The task
Which lines of the listing below contain the word "single"? Return them.

*** Opening of Exercise material ***

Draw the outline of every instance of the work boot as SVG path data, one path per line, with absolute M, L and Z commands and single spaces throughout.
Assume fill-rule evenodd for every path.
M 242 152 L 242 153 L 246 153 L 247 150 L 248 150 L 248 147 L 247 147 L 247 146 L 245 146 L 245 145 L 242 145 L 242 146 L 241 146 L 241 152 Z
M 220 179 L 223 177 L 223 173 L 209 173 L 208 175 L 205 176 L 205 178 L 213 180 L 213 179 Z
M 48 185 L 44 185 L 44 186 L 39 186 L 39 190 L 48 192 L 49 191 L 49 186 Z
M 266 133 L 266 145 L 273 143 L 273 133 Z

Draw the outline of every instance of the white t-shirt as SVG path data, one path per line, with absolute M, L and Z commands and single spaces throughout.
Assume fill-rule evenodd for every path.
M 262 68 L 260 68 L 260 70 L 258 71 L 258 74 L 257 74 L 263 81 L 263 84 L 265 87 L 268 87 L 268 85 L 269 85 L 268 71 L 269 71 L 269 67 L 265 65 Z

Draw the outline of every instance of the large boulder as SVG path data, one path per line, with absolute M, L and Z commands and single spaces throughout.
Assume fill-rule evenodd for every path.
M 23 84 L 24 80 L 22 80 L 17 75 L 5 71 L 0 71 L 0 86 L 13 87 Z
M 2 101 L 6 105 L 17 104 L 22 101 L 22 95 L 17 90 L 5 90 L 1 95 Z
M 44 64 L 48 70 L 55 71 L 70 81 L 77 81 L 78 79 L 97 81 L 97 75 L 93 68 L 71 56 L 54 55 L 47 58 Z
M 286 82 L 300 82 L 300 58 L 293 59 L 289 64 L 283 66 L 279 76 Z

*** Close of Exercise material ***
*** Opening of Exercise material ***

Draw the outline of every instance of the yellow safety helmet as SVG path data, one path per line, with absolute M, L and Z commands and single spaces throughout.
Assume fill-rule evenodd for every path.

*** Close of Exercise material ***

Answer for this exercise
Draw the outline of every instance of the work boot as SVG path data, one path per line, with absolute M, L and Z commands and single spaces throughout.
Draw the outline of every instance of the white t-shirt as SVG path data, one path per line, with absolute M, L and Z commands and single spaces throughout.
Draw the outline of every instance of the large boulder as SVG path data, one path per line, with absolute M, L and Z commands and single spaces throughout.
Draw the outline of every instance of the yellow safety helmet as SVG path data, one path per line, with absolute M, L and Z commands and single spaces throughout.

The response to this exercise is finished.